◆ TASK PROMPT: In the excerpt below about anti-Asian racism, what did the sign worn by a Chinese American girl on the Santa Monica beach say?

EXCERPT PROVIDED Block Start

If China really is gone, do you really think Chinese diaspora’s lives will be improved? Have you ever paused for a moment in your frenzy of anti-China addiction, and thought about our fellow East Asians who are equally discriminated against in the West by racists? It all seems that politics are the major reason that the Chinese are hated. But remember the Chinese Exclusion Act enacted in 1882 when CCP wasn’t even established. It is a discriminatory act which plunged many into forced poverty and lasted until the 1940s. The US repealed this act because they wanted to make beneficial ties with China against Japan, with whom the US were at war. During WWII when the US was fighting with imperial Japan and China became the good old allied friend, Japanese immigrants were persecuted and segregated in the US. Allegedly, an American Chinese girl went to enjoy the sun on the Santa Monica beach back then had to put on a sign to avoid being beaten. The sign says, “I am Chinese, not Japanese.”[1]
Sound eerily familiar?
After 60 years of oppression and discriminatory persecution of Chinese, the US rebranded Chinese immigrants as “model minorities”—a desirable type of immigrant. A myth that separated immigrants into “good immigrants” and “bad immigrants.” Now, white supremacists are feeding overseas Chinese immigrants and diasporic community that they are “good Chinese” and Mainlanders are “bad Chinese.”
Racism is inherently wrong and subjective based on how you look. It will never change. However hard you try to behave like one of them, you will not change how you look. When a white teenager flung his fist towards an Asian man, he will not ask what political camps he is in or which area of Asia he is from. He is already a Chink, a Jap, or a Paki. By telling the racists that you are not from Mainland China, or you are not from the Chinese community, you are merely giving them a better and nuanced way to discriminate you next time, as puts by Korean columnist Euny Hong, who wrote an insightful article “Why I stopped explain to people that I am not Chinese.
Recent Update:
Something that I have been worrying about has happened recently that a famous Japnese jazz pianist Tadataka Unno was assaulted in New York, his home. According to CBS New York‘s report
On Sept. 27 around 7:30 p.m., Unno was exiting the subway station at West 135th Street and St. Nicholas Avenue when several young people were blocking the turnstiles. Unno attempted to walk around the group but was yelled at and pushed from behind, eventually punched in the face and body. Jerome Jennings, an instructor at the Julliard School and a good friend of Unno’s, told CBS2’s Kiran Dhillon Unno’s wife says there were racial slurs yelled in the process. “He did hear the word ‘Chinese’ and ‘Asian,’” Jennings said.
When racist attacks like this happen to innocent people like Unno, should we tell those attackers that he is not Chinese? Encouraging Japnese people to hang a label on their neck showing “I’m not Chinese,” encouraging them to hate the Chinese because their people got mistaken for a Chinese? Or should we feel indignified and outraged by such astounding shameful incident and condemn those white supremacists, instead?
I hope you, my dear patient reader, can make a wise choice.
[1] I use the US as an example here because the Chinese Exclusion Act is the most widely known institutional racism against overseas Chinese, not that the US is the only country that has been racist against the Chinese. I am aware of racism against Chinese all around the world.

EXCERPT PROVIDED Block End
RECORD EXCERPTS Block Start

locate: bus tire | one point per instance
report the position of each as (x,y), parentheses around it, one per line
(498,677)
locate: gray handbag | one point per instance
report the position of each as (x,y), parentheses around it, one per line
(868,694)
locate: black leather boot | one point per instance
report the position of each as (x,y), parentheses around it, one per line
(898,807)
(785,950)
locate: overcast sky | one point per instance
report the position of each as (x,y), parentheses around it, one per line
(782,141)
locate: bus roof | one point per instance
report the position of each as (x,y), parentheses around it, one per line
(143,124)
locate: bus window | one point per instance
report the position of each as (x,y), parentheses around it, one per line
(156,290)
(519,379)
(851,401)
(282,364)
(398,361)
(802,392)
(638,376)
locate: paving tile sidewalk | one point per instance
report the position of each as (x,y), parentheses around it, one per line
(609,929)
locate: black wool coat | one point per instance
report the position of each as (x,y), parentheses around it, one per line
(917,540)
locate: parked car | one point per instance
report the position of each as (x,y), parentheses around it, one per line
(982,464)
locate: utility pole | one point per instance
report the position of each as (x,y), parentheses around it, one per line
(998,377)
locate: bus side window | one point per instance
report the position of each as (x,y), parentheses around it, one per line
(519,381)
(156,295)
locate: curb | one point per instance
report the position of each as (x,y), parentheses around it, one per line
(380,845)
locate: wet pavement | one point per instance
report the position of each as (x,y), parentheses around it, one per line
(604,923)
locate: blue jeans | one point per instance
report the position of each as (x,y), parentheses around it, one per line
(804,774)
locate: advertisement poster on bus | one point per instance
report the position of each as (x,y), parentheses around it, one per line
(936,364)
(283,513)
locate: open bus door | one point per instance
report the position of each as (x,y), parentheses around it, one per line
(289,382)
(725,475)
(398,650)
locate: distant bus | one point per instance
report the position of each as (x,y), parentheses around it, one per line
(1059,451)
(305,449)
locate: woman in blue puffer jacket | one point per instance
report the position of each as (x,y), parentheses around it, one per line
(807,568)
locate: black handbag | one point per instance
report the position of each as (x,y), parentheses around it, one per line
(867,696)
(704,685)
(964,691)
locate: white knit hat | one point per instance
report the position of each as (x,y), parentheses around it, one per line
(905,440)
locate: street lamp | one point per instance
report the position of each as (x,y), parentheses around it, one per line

RECORD EXCERPTS Block End

◆ WRITTEN REPLY: "I am Chinese, not Japanese."